| Assignment |
From the first line to the last, print the data exactly as written.

[Start of section]

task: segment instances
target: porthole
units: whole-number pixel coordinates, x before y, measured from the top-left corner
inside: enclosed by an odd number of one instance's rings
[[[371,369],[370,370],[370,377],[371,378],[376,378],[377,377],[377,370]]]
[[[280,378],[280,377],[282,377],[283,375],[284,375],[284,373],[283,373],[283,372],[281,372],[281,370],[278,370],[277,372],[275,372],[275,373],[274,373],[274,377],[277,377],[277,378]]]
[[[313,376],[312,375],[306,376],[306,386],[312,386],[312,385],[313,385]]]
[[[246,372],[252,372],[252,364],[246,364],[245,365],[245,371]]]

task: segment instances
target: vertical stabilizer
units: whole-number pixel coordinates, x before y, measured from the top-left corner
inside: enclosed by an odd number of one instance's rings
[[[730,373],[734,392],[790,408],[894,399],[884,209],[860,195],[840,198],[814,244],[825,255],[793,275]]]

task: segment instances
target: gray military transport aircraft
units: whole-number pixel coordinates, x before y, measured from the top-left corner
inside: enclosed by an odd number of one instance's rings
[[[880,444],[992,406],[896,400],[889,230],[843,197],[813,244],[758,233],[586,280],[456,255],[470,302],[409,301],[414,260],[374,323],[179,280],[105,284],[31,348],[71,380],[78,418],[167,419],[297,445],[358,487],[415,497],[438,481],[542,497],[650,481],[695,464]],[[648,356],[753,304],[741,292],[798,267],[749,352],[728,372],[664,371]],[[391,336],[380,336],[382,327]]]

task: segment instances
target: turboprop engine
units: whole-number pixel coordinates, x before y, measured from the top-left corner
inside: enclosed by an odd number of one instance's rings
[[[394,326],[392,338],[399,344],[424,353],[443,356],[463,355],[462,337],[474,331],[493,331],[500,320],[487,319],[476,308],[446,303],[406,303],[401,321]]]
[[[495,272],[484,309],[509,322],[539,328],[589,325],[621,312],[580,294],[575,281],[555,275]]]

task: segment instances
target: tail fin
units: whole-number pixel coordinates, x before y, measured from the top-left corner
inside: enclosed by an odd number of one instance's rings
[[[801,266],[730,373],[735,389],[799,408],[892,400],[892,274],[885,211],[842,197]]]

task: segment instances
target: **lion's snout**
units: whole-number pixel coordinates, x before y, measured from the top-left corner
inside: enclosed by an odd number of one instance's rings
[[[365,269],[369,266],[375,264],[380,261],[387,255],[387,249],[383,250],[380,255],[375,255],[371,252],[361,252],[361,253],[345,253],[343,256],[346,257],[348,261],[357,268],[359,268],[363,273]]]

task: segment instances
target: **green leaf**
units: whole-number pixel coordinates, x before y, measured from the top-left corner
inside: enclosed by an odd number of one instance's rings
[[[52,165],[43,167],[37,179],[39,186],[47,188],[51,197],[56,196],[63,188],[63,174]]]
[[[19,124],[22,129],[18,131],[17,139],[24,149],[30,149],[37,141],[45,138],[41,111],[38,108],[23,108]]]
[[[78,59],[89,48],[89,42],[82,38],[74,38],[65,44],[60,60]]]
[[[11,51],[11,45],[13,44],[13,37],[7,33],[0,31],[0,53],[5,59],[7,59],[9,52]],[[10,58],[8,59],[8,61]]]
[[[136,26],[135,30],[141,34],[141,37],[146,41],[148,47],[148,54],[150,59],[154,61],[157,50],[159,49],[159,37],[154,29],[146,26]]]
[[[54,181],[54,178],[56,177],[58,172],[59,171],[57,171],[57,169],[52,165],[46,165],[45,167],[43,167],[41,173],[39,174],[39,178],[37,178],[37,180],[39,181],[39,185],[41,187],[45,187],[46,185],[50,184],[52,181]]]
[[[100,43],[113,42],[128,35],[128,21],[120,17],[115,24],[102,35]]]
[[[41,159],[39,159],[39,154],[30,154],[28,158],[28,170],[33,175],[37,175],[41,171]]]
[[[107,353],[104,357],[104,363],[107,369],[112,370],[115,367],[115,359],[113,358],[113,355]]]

[End of section]

| Response area |
task: segment instances
target: porthole
units: whole-number pixel coordinates, x before y, measured from the top-left corner
inside: enclosed by an odd number of one instance's rings
[[[371,369],[370,370],[370,377],[371,378],[376,378],[377,377],[377,370]]]
[[[280,378],[280,377],[282,377],[283,375],[284,375],[284,373],[283,373],[283,372],[281,372],[281,370],[278,370],[277,372],[275,372],[275,373],[274,373],[274,377],[277,377],[277,378]]]
[[[313,376],[312,375],[306,376],[306,386],[312,386],[312,385],[313,385]]]
[[[246,372],[252,372],[252,364],[246,364],[245,365],[245,371]]]

task: segment instances
target: vertical stabilizer
units: whole-number pixel coordinates, x before y, measured from the top-left corner
inside: enclosed by an odd number of one instance's rings
[[[730,373],[734,392],[790,408],[894,399],[884,209],[860,195],[840,198],[814,244],[825,255],[793,275]]]

task: segment instances
target: gray military transport aircraft
units: whole-number pixel coordinates, x before y, measured from the top-left corner
inside: enclosed by an odd number of one instance's rings
[[[880,444],[992,406],[896,400],[889,230],[843,197],[813,244],[758,233],[586,280],[456,255],[470,302],[409,301],[414,260],[374,323],[179,280],[105,284],[31,348],[71,380],[78,418],[167,419],[297,445],[358,487],[415,497],[438,481],[542,497],[650,481],[695,464]],[[648,356],[753,304],[741,292],[798,267],[749,352],[728,372],[664,371]],[[391,336],[380,336],[382,327]]]

task: segment instances
target: turboprop engine
units: whole-number pixel coordinates, x before y, measured from the top-left corner
inside: enclosed by an odd number of one instance's rings
[[[394,326],[392,338],[399,344],[424,353],[443,356],[463,355],[462,337],[474,331],[493,331],[500,320],[487,319],[476,308],[446,303],[406,303],[401,321]]]
[[[495,272],[484,309],[509,322],[539,328],[589,325],[621,312],[580,294],[575,281],[555,275]]]

task: segment instances
target: tail fin
units: whole-number pixel coordinates, x before y, measured from the top-left corner
inside: enclosed by an odd number of one instance's rings
[[[801,266],[730,373],[735,389],[799,408],[892,400],[892,274],[885,211],[842,197]]]

task: segment instances
target: **lion's snout**
units: whole-number pixel coordinates, x before y, measured from the top-left corner
inside: enclosed by an odd number of one instance's rings
[[[365,269],[369,266],[375,264],[380,261],[387,255],[387,249],[383,250],[380,255],[375,255],[371,252],[361,252],[361,253],[345,253],[343,256],[346,257],[348,261],[357,268],[359,268],[363,273]]]

task: segment instances
target: **green leaf**
units: whole-number pixel coordinates, x before y, measured from the top-left corner
inside: enclosed by an odd number of one instance's rings
[[[52,165],[43,167],[37,179],[39,186],[47,188],[51,197],[56,196],[63,188],[63,174]]]
[[[19,124],[22,129],[18,131],[17,139],[24,149],[30,149],[37,141],[45,138],[41,111],[38,108],[23,108]]]
[[[78,59],[89,48],[89,42],[82,38],[74,38],[65,44],[60,60]]]
[[[11,51],[11,45],[13,44],[13,37],[7,33],[0,31],[0,53],[5,59],[7,59],[9,52]],[[10,58],[8,59],[8,61]]]
[[[136,26],[135,30],[141,34],[141,37],[146,41],[148,47],[148,54],[150,59],[154,61],[157,50],[159,49],[159,37],[154,29],[146,26]]]
[[[54,181],[54,178],[56,177],[58,172],[59,171],[57,171],[57,169],[52,165],[46,165],[45,167],[43,167],[41,173],[39,174],[39,178],[37,178],[37,180],[39,181],[39,185],[41,187],[45,187],[46,185],[50,184],[52,181]]]
[[[100,43],[113,42],[128,35],[128,21],[120,17],[115,24],[102,35]]]
[[[41,159],[39,159],[39,154],[30,154],[28,158],[28,170],[33,175],[37,175],[41,171]]]
[[[107,353],[104,357],[104,363],[107,369],[112,370],[115,367],[115,359],[113,358],[113,355]]]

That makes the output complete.